-------- Listed entries

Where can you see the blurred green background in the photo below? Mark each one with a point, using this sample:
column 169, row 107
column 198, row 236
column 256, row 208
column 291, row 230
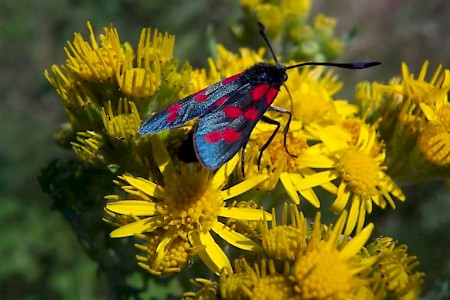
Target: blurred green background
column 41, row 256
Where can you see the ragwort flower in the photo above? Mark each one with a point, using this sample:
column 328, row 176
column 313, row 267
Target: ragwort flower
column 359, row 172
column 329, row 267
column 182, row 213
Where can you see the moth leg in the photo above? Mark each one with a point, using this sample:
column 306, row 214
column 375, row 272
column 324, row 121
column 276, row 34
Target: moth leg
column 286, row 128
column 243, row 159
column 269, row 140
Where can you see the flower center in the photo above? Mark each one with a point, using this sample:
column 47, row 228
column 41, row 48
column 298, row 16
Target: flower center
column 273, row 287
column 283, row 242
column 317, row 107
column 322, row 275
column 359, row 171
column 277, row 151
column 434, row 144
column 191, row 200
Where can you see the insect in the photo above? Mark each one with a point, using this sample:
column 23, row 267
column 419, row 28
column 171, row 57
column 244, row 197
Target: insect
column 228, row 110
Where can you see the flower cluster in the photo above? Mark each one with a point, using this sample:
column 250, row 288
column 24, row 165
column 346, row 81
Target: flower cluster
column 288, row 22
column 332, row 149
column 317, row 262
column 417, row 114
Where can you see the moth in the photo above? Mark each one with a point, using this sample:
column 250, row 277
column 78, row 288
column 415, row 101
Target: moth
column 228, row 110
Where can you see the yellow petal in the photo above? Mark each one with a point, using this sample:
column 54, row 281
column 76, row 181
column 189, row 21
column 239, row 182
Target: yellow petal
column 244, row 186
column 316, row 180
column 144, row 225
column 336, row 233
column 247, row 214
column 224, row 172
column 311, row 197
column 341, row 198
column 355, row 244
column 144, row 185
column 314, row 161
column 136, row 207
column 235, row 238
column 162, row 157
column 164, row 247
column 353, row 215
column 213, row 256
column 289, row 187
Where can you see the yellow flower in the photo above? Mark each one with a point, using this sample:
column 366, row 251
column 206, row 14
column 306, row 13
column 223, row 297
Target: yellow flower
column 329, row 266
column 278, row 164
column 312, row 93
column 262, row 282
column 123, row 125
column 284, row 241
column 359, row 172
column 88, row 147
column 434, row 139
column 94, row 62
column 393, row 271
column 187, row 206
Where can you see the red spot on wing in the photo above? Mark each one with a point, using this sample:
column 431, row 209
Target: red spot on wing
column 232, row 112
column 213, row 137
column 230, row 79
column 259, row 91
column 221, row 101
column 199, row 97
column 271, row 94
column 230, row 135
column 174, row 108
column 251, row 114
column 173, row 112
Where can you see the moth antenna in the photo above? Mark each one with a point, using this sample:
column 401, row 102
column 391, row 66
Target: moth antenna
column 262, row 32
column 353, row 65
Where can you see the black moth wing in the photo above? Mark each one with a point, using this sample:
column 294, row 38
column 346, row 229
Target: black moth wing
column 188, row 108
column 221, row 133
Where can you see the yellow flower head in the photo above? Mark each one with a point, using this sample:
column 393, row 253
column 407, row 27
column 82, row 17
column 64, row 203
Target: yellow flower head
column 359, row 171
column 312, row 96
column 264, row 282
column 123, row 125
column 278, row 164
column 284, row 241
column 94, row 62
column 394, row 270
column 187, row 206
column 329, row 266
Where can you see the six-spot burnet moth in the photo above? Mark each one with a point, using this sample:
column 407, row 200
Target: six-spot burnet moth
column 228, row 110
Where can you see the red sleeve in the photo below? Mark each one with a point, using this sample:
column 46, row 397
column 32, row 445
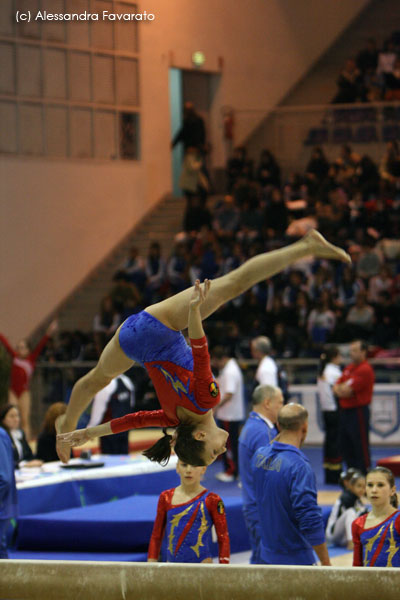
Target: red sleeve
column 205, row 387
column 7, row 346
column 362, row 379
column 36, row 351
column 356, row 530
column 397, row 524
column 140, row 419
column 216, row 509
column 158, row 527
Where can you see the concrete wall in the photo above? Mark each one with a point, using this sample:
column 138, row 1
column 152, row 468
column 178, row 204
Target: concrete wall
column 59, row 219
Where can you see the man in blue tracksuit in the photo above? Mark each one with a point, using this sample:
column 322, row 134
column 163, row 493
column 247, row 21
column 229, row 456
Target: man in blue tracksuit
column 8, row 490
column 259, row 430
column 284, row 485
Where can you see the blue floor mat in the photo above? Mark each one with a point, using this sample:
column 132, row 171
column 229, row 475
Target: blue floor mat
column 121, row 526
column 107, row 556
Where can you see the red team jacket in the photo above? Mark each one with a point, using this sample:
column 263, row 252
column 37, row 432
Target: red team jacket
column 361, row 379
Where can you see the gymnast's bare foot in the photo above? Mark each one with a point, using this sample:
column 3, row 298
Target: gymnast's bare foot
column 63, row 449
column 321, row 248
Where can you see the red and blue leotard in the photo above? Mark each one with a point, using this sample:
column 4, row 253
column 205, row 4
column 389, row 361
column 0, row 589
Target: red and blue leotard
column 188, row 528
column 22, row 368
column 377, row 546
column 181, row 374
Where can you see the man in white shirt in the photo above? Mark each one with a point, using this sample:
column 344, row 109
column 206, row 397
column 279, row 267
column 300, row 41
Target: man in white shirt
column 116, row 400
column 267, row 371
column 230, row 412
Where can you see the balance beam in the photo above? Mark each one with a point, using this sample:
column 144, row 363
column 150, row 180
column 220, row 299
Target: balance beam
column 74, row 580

----------------

* _Work request_:
Copy out each line of the entries where the word "below" is found.

* _Result of this exercise_:
Where can you see the blurred green background in the photo below? Mark each one with a point, using this sample:
Where can you see the red sleeve in the photo below? Mark each one with a point, using this sample:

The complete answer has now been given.